Entries for pointing at labeled objects
***

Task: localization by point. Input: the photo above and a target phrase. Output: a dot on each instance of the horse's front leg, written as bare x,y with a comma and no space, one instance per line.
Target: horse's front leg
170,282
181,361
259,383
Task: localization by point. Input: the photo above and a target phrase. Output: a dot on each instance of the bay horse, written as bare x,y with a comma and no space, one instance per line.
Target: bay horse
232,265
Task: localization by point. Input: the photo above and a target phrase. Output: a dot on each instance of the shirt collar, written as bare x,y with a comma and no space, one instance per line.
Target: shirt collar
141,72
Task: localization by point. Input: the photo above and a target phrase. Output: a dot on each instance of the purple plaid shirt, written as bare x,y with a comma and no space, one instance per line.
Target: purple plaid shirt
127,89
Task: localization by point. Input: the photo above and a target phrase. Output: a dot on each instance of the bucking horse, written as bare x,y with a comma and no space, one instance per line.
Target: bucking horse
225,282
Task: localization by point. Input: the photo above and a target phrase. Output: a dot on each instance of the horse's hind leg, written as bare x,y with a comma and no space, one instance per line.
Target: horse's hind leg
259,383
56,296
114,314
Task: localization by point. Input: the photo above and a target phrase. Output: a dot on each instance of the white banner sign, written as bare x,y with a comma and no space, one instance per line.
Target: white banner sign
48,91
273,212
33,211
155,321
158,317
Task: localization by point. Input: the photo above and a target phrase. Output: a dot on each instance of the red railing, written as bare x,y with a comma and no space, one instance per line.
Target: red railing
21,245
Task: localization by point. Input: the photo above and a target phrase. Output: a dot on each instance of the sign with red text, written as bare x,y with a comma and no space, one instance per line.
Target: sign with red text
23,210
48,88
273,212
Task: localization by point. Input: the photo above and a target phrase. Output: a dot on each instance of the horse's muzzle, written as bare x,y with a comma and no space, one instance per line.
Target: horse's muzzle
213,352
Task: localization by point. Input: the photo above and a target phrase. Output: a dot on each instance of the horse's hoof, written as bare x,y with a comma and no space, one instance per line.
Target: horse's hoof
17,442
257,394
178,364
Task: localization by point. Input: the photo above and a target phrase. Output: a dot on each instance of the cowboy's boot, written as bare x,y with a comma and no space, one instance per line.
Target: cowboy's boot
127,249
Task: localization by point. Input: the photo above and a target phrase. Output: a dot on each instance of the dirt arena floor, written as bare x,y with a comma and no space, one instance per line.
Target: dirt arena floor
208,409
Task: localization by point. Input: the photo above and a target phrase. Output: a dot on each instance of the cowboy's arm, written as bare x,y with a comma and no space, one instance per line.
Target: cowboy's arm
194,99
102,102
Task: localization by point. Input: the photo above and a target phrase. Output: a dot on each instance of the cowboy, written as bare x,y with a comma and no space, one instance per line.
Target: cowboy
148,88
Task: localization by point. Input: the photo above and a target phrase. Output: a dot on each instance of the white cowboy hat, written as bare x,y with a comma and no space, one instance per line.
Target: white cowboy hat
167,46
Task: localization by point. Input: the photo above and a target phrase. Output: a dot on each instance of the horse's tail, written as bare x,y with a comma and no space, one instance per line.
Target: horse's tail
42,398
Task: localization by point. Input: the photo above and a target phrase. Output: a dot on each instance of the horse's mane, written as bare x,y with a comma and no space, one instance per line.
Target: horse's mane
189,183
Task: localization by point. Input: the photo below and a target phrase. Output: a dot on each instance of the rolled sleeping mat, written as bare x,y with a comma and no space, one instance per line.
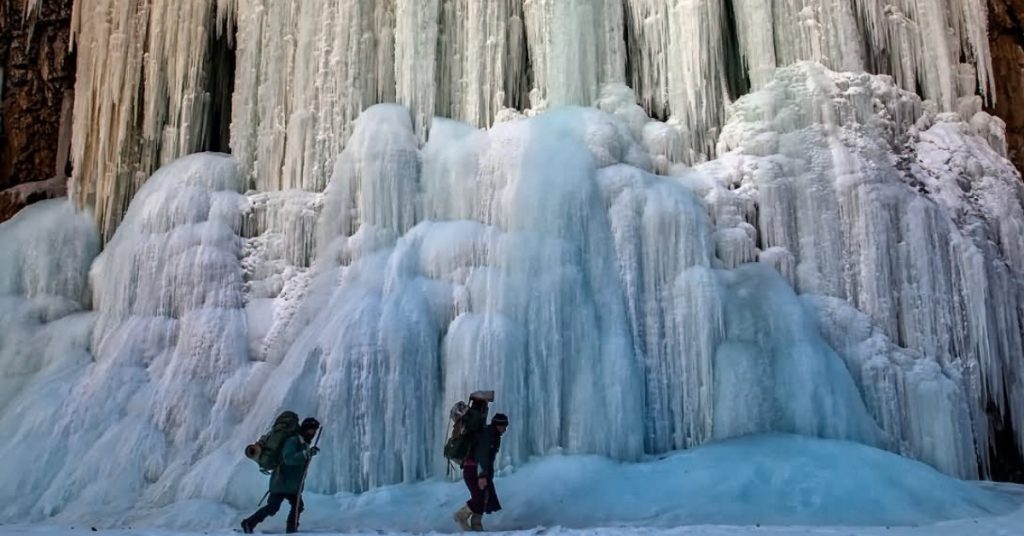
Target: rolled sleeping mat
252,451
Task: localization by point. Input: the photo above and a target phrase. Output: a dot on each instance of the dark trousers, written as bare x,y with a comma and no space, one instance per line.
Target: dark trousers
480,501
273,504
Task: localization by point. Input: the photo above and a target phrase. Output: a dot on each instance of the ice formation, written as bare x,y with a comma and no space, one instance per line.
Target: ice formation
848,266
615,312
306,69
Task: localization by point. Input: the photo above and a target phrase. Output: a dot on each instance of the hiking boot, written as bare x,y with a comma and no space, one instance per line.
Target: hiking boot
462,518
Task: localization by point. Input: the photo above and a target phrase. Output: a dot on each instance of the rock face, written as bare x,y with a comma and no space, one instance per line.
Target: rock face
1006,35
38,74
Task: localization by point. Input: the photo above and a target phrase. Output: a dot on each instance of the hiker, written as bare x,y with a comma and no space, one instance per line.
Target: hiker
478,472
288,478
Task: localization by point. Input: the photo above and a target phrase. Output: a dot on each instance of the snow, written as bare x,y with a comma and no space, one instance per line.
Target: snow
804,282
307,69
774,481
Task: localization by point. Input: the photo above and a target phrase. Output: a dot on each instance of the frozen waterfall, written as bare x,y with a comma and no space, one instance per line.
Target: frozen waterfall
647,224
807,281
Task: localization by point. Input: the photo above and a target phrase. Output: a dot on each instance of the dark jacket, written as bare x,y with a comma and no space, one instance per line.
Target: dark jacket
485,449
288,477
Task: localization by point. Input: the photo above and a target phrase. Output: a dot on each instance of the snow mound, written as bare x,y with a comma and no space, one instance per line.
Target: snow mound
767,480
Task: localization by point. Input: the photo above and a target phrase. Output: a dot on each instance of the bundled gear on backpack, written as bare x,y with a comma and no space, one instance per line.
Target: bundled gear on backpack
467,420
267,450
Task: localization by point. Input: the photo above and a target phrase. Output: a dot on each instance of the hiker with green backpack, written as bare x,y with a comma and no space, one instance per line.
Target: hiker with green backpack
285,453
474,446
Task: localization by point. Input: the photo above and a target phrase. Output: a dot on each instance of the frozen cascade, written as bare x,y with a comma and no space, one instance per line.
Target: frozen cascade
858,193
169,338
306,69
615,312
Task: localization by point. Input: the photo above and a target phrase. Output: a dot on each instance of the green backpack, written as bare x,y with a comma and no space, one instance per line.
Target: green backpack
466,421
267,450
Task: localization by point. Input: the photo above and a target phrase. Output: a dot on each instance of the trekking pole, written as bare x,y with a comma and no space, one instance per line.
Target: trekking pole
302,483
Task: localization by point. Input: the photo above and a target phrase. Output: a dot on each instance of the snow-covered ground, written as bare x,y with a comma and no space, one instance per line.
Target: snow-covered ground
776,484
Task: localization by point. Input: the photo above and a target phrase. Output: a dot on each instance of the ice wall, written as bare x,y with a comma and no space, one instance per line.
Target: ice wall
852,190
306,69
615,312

***

What the exercise asks:
Put every entry above into a two-column CSV headed entry_text and answer, with one row per entry, each field quoted, and line breaks replaced by spaces. Leave the images out.

Solution to the exercise:
entry_text,answer
"Task: localization by point. Input: the photo above and a target phrase. Output: a dot on each instance of the horse's front leg, written as bare x,y with a comma and no space, one instance per line. Target: horse's front leg","170,282 181,361 259,383"
"Task: localization by point. Input: the photo above and a target phrase. Output: a dot on each instance of the bay horse, written as bare x,y with a comma and no space, one instance per line. Target: bay horse","232,265"
"Task: localization by point. Input: the photo above and a target phrase. Output: a dot on each instance of the shirt collar, written as bare x,y with a comma and no space, one instance per line. Target: shirt collar","141,72"
"Task: localization by point. Input: the photo above and a target phrase. Output: a dot on each instance of the purple plaid shirt, written as bare x,y with a comma and no space, one instance per line. Target: purple plaid shirt","127,89"
"Task: localization by point. Input: the photo above and a target phrase. Output: a dot on each instance of the bucking horse, written as bare x,y with a comma and no space, one instance per line. Target: bucking horse","225,282"
"Task: localization by point. Input: the photo above and a target phrase. Output: a dot on each instance of the horse's hind leg, written as bare x,y with a comma and no space, one instance per line. Target: horse's hind leg","259,383 56,296 114,314"
"Task: localization by point. Input: the photo above and a target phrase. Output: a dot on each instance of the white banner sign, written as bare x,y with a comma and no space, one instance per line. Target: white banner sign","48,91 273,212 33,211 155,321 158,317"
"Task: localization by point. Input: the photo above and a target phrase. Output: a dot on each instance of the red railing, written as bare x,y with a comma and no space, one instance per line. Target: red railing","21,245"
"Task: localization by point. Input: the photo above and a target phrase. Output: a dot on each instance of the sign with red text, written as bare x,y with a comma and no space, one instance per line. Target: sign with red text","23,210 48,88 273,212"
"Task: localization by point. Input: the photo above and a target phrase. Output: a dot on each instance of the horse's muzzle, written as bare x,y with a comma and no space, one instance per line. Target: horse's muzzle","213,352"
"Task: localization by point. Input: the photo above and a target phrase. Output: a dot on each instance of the horse's hoof, written as bare x,y with a comma and no space, one instance per line. Target: horse's hoof","17,442 257,394 178,364"
"Task: localization by point. Input: the photo above and a target phrase. Output: a dot on each instance of the cowboy's boot, written as bare x,y with a comma and no space, one instance per line. Target: cowboy's boot","127,249"
"Task: localization by point. Input: the photo above and a target phrase. Output: a dot on each instance of the dirt arena floor, written as bare x,y with a comma and no space, one instance per line. Target: dirt arena floor","208,409"
"Task: localization by point. Input: the photo above and a target phrase. Output: a dot on each instance of the cowboy's arm, written as bare x,y with a comma and no space, one instance per line. Target: cowboy's arm","194,99 102,102"
"Task: localization by point. Input: the photo above and a target phrase. Output: a dot on each instance of the cowboy, written as bare x,y with a comma and no space, one instance per line. Target: cowboy","148,88"
"Task: localization by point. Input: the photo above and a target phrase. Output: a dot on each instance of the white cowboy hat, written as bare x,y with a comma and no space, one instance per line. Target: white cowboy hat","167,46"
"Task: localization by point. Input: the photo above and a target phrase. Output: a dot on each instance of the horse's tail, written as bare x,y with a comma and no space, one instance per line. Target: horse's tail","42,398"
"Task: localization by point. Input: the photo above and a target phrase. Output: a dot on each instance of the horse's mane, written as bare x,y with a comma and no space, one instance per line. Target: horse's mane","189,183"
"Task: localization by point. Input: the photo below and a target phrase. Output: a dot on each instance of the rolled sleeping mat, written as bare x,y with a comma and no space, one instance per line. Target: rolled sleeping mat","252,451"
"Task: localization by point. Input: the photo above and a target phrase. Output: a dot on each instance of the dark trousers, written as bare x,y with a comma and no space, one instance per line. Target: dark trousers","480,501 273,504"
"Task: localization by point. Input: the photo above and a target phrase. Output: a dot on each instance of the ice formation, written as bare x,y with a comma and no space, one instance per line. Target: ice formation","848,266 615,312 306,69"
"Task: localization by point. Input: the photo above and a target phrase. Output: a dot on each instance of the hiking boot, written as bare x,y with a comma and no space, one instance per line. Target: hiking boot","462,518"
"Task: localization by point. Input: the photo above and a target phrase. Output: a dot on each instance of the rock face, written as bare x,y with a comma and no space, one instance per line. Target: rock face","1006,35 38,74"
"Task: localization by point. Input: the photo above and a target phrase. Output: a dot on each instance of the hiker, written as bare x,y with a comma and no space, one instance per line. Target: hiker","478,472 288,478"
"Task: localization by point. Input: the photo above and a target phrase. Output: a dot on each instance of the snow, written as bare x,y with a comma and no space, one instance per line. Target: snow","804,282 307,69 774,481"
"Task: localization by point. Input: the photo above and a target phrase. Output: a dot on each instance of the frozen waterfall, written as bare x,y with a comma and no space, one instance per line. Target: frozen waterfall","647,224 807,281"
"Task: localization by point. Input: the photo above and a target phrase. Output: a dot on each instance of the dark jacket, written as bare x,y with a comma and no space, one instance per line. Target: dark jacket","485,449 288,477"
"Task: localization by point. Input: the photo above and a target phrase. Output: a dot on each instance of the snow mound, written as bare x,y with a comma and no space, one instance per line. Target: snow mound","767,480"
"Task: localization by point. Input: the photo above and a target phrase. Output: a dot on each instance of the bundled gear on backpack, written as bare x,y with a comma and no space, one instance per line. Target: bundled gear on backpack","467,420 267,450"
"Task: localization by point. Input: the photo above and a target phrase. Output: a dot on each instance of the hiker with green backpack, written as bare x,y with a comma and no space, one instance per line. Target: hiker with green backpack","285,453 474,446"
"Task: localization by point. Input: the photo above and a target phrase. Output: a dot on each instance of the frozen cascade, written as bare x,y with a comma and no space, one instance per line. Target: frozen cascade","858,193 169,338 306,69 615,312"
"Task: localization by point. Input: the photo above and a target phrase. Output: a dot on each instance of the green backpack, written as bare x,y with a comma and no space, one instance per line. Target: green backpack","466,421 267,450"
"Task: localization by point. Input: the photo above and a target phrase. Output: a dot on each instance of the trekking pole, written as bare x,y with a comma and no space, one instance per line. Target: trekking pole","302,483"
"Task: localization by point. Input: the photo above and a target phrase. Output: a dot on each instance of the snow-covered ground, written as bare x,y with a comma and no space, one instance per line. Target: snow-covered ground","776,484"
"Task: localization by point. Input: the photo above and a target phrase. Output: a dot on each instance of the ice wall, written as bare x,y with a comma and no space, one instance per line. Target: ice wall","852,190 306,69 615,312"